START DATA
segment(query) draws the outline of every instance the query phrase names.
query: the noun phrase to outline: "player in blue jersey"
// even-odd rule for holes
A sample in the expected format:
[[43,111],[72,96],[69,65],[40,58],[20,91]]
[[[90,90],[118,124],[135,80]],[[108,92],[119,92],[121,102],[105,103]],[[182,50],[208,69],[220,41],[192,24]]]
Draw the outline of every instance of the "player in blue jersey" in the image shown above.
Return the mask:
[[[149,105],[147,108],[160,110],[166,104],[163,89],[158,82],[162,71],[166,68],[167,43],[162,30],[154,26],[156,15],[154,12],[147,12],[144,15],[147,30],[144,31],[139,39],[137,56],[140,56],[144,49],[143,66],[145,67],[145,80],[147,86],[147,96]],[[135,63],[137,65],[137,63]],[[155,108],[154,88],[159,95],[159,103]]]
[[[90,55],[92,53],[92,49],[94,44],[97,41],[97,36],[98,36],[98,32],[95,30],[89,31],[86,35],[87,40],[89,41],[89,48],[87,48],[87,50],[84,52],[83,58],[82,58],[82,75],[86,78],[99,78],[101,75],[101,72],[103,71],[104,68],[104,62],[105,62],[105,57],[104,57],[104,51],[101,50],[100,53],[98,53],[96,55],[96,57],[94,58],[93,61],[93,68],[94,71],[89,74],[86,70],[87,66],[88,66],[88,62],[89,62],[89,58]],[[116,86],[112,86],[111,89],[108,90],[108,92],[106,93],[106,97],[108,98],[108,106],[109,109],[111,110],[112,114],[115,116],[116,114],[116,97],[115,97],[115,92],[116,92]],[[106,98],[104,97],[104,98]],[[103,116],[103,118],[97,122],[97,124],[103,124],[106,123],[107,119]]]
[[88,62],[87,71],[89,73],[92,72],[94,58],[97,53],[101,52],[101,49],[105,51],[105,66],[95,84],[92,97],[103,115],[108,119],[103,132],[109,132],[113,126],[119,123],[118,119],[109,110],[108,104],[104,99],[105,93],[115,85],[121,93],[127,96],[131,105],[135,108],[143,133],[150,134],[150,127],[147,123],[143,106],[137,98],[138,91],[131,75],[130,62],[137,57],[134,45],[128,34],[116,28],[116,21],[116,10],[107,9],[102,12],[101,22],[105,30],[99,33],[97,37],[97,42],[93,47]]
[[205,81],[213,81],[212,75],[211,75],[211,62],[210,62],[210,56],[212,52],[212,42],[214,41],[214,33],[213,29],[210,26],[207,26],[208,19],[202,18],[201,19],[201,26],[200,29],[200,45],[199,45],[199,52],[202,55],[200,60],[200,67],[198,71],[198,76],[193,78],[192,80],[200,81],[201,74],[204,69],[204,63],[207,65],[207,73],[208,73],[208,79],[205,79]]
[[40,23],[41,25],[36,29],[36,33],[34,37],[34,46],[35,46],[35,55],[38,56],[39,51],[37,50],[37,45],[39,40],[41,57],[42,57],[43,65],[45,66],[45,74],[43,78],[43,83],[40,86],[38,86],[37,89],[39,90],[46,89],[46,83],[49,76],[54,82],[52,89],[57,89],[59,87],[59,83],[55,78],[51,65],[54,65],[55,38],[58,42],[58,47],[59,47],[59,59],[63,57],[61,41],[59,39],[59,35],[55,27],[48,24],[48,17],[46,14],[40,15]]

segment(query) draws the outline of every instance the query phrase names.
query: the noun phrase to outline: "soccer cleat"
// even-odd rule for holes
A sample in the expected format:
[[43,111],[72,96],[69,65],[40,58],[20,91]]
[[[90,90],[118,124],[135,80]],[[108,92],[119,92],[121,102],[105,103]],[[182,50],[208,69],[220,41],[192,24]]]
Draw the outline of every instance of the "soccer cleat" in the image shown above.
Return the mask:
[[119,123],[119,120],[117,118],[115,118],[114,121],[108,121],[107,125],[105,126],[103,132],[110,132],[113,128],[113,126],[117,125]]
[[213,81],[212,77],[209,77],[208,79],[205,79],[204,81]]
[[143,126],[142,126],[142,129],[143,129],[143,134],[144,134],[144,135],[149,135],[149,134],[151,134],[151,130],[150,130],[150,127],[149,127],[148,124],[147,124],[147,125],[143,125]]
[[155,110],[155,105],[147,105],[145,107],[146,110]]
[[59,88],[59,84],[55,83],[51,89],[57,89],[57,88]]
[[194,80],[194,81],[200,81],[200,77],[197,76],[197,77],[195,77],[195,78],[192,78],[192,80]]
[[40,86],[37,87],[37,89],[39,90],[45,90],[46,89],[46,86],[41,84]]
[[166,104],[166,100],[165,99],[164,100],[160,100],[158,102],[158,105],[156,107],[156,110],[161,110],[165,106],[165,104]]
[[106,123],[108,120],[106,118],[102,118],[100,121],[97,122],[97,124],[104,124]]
END DATA
◆ **WHAT IS EXPECTED**: Return all lines of the data above that contain the word "every", copied verbatim.

◆ **RESPONSE TO THE TASK**:
segment(query) draws the outline of every instance the query phrase names.
Draw the outline of every instance of the "player in blue jersey" in the image shown above.
segment(query) draws the outline of every instance the query phrase names.
Draw the outline of every instance of the "soccer cleat" in the image shown above.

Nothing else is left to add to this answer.